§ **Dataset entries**
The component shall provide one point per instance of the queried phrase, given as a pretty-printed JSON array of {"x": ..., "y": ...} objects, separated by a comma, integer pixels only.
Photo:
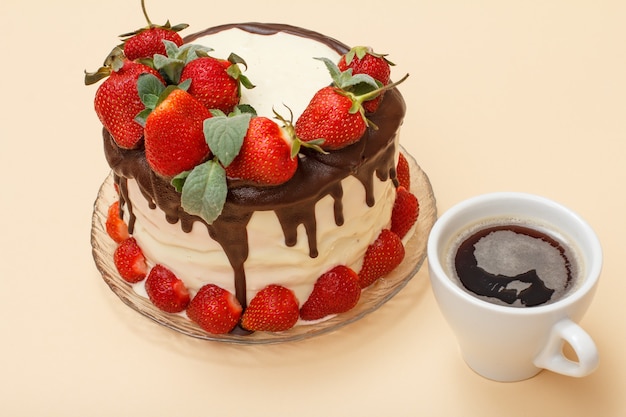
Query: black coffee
[{"x": 514, "y": 265}]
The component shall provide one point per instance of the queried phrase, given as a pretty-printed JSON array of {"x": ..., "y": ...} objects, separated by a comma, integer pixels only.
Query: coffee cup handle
[{"x": 553, "y": 359}]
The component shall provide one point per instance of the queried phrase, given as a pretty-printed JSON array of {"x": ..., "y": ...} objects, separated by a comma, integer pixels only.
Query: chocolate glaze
[{"x": 317, "y": 176}]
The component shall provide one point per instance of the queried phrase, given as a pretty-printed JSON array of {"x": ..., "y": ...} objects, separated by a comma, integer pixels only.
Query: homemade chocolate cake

§ **What is expected**
Please reproduce the entries above exactly, omitting every picture.

§ **Output for this exercise**
The component shall provide one point per instance of the queried phrase, given as a pretty-printed JSON array of {"x": ..., "y": ...} objects, separated by a comma, integer pixels only.
Photo:
Query: black coffee
[{"x": 514, "y": 265}]
The component shall provide one point per instance of the queried phrase, given as a pretty-printed JSON array of {"x": ..., "y": ...} objects, separated by a comma, integer pixels only.
Query: coffee cup handle
[{"x": 553, "y": 359}]
The component shall provide one point per instance of the queried phrase, given as a pretty-printed JSON array of {"x": ..., "y": ...} objects, separated by a comma, integer pixels only.
Query: chocolate glaze
[{"x": 317, "y": 176}]
The component shall provide one point per instance of the queried phrase, given as a pretty-printed JSON array of {"x": ..., "y": ...} objects, separated by a comma, integer pixels only.
Query: homemade chocolate cake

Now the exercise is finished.